══ Dataset rows ══

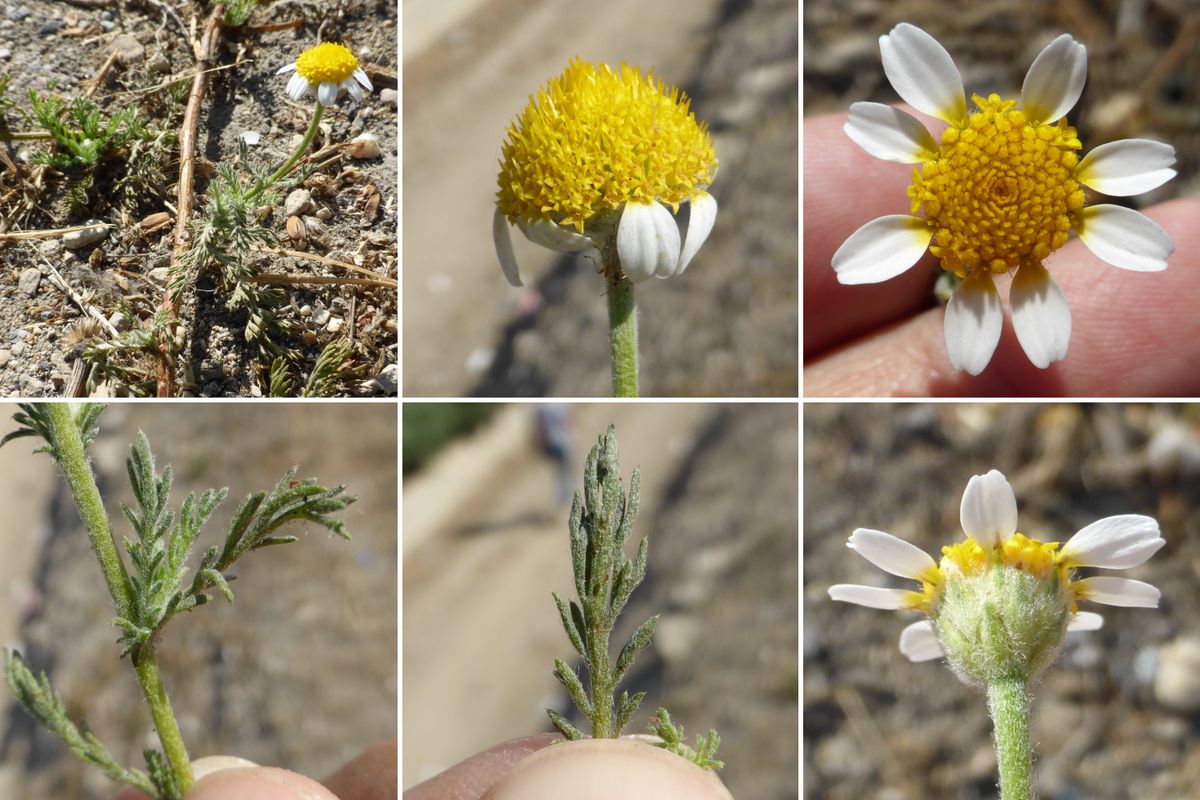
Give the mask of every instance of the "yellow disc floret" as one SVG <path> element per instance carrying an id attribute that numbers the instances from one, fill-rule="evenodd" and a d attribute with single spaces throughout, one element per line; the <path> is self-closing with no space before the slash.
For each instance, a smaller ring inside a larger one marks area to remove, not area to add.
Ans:
<path id="1" fill-rule="evenodd" d="M 938 155 L 913 170 L 912 212 L 934 227 L 930 252 L 966 277 L 1039 263 L 1067 242 L 1084 207 L 1072 170 L 1082 146 L 1066 119 L 1034 125 L 1016 101 L 972 97 L 978 113 L 942 134 Z"/>
<path id="2" fill-rule="evenodd" d="M 716 172 L 708 127 L 653 72 L 575 59 L 508 128 L 497 206 L 510 222 L 574 225 L 625 203 L 678 210 Z"/>
<path id="3" fill-rule="evenodd" d="M 337 42 L 322 42 L 296 59 L 296 72 L 308 83 L 342 83 L 359 68 L 359 59 L 349 48 Z"/>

═══

Description of the task. Copy everything from the beginning of the entries down to the line that contains "938 155 L 913", including that line, and leave the pictures out.

Response to the task.
Give the mask of every instance of the "yellow disc floret" as one SVG <path> element per instance carrying an id attribute that numbers the instances from one, fill-rule="evenodd" and a d attribute with single spaces throughout, one element per line; the <path> is self-closing with no space before the slash.
For each instance, a smaller ring inside a larger one marks area to remove, not area to add.
Ans:
<path id="1" fill-rule="evenodd" d="M 938 155 L 913 170 L 912 212 L 934 227 L 930 252 L 966 277 L 1039 263 L 1067 242 L 1084 207 L 1072 170 L 1082 146 L 1066 119 L 1034 125 L 1016 101 L 972 97 L 978 113 L 942 134 Z"/>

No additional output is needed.